Copies of all lines containing the string "window" are needed from the data below.
═══ DATA SHOWN
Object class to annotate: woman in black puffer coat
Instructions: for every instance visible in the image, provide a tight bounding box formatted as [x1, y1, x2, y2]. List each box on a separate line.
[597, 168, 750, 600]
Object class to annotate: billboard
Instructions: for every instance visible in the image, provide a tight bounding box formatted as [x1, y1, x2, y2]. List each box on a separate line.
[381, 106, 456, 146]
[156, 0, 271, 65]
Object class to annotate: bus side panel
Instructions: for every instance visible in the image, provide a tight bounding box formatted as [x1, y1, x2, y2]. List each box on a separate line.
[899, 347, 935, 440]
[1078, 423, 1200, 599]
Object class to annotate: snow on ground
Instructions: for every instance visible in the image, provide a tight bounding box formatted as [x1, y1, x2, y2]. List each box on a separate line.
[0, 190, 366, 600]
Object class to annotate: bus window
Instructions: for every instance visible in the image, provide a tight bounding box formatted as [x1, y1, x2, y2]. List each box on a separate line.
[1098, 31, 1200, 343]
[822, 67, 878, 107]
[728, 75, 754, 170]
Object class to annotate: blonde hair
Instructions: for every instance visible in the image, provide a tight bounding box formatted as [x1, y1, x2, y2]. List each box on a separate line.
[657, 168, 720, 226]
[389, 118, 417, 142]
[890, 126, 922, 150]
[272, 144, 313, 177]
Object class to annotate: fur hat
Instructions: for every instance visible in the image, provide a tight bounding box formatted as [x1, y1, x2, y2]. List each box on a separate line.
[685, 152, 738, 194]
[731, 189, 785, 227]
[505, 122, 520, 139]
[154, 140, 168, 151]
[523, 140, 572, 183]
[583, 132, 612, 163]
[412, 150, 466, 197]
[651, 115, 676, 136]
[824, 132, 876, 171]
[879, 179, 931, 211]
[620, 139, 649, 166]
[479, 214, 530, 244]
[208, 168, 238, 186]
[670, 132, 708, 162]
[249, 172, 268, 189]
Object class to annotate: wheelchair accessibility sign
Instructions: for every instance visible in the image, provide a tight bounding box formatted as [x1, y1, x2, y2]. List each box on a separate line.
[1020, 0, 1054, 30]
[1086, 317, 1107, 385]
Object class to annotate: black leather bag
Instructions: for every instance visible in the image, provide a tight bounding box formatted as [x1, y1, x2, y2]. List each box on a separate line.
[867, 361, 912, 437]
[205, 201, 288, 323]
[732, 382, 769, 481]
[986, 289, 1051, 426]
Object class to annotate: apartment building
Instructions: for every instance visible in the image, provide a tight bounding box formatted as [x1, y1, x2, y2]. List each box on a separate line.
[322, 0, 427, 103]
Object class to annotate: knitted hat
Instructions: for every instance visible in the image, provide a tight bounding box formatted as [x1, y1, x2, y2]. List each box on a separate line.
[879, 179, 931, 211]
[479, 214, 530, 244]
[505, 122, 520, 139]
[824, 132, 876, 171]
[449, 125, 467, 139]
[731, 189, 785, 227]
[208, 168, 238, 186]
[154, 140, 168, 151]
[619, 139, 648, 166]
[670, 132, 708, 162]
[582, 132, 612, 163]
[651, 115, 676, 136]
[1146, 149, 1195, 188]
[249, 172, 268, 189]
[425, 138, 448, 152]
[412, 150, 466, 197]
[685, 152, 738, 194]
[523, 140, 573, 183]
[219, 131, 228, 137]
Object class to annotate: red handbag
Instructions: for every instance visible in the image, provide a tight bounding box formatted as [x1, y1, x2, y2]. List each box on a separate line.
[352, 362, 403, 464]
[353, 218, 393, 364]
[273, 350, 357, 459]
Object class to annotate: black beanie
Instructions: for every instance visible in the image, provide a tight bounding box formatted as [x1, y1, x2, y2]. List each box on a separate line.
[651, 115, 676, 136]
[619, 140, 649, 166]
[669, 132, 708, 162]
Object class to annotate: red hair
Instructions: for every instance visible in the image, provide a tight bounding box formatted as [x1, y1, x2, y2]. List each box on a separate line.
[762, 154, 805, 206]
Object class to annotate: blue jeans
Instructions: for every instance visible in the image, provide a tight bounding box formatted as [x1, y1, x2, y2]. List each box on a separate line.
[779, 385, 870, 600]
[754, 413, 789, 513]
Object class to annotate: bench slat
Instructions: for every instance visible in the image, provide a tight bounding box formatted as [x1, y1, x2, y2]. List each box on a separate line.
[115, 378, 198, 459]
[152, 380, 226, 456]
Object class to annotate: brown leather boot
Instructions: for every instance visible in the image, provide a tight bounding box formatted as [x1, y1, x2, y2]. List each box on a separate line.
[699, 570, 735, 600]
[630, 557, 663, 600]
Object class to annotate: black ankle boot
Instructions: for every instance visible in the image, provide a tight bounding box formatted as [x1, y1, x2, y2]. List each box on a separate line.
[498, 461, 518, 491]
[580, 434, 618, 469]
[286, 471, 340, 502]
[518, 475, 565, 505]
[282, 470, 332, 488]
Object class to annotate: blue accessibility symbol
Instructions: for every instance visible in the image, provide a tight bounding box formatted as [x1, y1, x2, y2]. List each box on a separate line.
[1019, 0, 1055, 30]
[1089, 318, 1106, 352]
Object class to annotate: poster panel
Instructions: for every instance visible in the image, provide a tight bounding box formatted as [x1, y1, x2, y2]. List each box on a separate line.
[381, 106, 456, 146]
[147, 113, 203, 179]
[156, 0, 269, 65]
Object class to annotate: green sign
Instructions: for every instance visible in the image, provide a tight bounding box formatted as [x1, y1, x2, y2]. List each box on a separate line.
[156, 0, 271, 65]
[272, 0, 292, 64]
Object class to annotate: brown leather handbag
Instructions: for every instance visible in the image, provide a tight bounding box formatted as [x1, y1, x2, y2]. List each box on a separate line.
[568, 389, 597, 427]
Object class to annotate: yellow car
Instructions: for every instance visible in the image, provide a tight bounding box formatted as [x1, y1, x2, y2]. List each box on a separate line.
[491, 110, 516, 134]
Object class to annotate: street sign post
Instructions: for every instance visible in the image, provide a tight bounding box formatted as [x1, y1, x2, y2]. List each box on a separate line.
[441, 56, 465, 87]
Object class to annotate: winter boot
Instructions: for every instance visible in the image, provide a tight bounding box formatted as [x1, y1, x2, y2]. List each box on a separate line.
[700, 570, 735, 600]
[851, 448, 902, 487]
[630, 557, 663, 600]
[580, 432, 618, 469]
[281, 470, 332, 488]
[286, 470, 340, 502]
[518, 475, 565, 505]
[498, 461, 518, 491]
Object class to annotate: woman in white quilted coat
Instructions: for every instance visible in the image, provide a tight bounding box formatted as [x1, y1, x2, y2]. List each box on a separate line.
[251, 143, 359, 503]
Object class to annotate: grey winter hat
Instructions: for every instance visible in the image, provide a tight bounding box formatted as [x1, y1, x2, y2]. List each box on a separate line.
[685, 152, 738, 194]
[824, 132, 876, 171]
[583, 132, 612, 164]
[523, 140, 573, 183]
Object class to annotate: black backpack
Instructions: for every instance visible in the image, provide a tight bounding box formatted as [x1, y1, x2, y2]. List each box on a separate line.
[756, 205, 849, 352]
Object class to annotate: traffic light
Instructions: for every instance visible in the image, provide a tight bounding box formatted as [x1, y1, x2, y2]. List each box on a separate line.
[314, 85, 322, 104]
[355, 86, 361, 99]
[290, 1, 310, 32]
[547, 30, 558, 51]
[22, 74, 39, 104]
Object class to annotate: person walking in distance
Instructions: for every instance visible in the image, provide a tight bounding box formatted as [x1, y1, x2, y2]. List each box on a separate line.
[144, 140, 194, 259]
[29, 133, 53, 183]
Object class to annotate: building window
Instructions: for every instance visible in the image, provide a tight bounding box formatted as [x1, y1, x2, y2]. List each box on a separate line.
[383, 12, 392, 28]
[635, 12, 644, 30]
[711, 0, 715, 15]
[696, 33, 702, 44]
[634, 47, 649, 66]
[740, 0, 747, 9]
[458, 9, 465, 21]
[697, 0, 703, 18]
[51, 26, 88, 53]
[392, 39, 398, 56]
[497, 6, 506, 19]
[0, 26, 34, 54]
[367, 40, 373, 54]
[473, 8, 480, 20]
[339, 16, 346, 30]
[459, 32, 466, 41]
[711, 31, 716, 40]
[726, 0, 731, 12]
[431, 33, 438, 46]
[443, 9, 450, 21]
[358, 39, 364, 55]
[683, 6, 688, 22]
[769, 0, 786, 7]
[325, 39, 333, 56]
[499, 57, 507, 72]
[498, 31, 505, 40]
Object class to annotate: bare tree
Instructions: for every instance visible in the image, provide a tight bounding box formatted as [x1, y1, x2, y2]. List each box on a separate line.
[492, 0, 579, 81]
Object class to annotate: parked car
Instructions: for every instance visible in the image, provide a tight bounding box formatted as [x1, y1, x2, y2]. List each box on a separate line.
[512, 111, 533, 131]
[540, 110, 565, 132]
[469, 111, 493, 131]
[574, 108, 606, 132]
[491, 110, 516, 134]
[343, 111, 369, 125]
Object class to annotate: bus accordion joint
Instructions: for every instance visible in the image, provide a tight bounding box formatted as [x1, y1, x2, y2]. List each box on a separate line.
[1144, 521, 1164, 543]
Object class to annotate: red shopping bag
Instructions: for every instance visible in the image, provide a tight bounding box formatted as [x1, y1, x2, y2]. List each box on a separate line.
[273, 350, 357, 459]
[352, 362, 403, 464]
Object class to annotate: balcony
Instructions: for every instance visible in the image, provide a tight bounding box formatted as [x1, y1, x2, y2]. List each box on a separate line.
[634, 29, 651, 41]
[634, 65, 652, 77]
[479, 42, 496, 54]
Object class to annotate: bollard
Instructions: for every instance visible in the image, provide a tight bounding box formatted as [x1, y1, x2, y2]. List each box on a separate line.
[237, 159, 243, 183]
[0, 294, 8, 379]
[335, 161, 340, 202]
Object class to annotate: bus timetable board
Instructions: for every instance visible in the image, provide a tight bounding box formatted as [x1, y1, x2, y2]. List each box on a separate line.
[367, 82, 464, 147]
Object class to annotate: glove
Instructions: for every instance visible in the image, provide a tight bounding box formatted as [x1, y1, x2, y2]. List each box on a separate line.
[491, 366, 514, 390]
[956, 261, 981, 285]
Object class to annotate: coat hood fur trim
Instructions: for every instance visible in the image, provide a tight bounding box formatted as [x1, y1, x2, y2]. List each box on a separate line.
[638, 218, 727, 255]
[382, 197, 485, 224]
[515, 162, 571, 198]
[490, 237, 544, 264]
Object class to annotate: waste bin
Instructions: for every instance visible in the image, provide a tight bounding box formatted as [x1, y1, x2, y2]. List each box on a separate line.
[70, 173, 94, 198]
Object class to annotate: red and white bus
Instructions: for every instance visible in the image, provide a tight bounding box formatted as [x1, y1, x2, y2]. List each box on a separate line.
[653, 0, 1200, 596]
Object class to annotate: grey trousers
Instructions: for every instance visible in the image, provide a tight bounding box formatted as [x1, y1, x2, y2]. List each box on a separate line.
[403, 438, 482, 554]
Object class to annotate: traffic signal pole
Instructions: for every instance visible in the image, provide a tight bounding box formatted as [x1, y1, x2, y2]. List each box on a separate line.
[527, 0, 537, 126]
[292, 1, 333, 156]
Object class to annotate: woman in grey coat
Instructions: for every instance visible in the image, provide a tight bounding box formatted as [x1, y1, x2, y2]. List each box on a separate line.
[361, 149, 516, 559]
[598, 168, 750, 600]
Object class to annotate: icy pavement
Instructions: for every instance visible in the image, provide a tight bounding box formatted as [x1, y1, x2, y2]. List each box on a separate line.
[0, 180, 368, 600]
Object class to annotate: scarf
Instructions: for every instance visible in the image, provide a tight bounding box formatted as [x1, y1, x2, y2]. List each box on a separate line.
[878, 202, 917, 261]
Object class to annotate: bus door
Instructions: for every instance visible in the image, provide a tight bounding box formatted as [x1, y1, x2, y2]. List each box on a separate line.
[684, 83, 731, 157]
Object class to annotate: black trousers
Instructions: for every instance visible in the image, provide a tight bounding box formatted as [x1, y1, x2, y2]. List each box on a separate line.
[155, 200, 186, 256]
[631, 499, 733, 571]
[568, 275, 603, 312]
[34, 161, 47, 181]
══════
TASK RESPONSE:
Object class to annotate: bus window
Object class to annotate: building window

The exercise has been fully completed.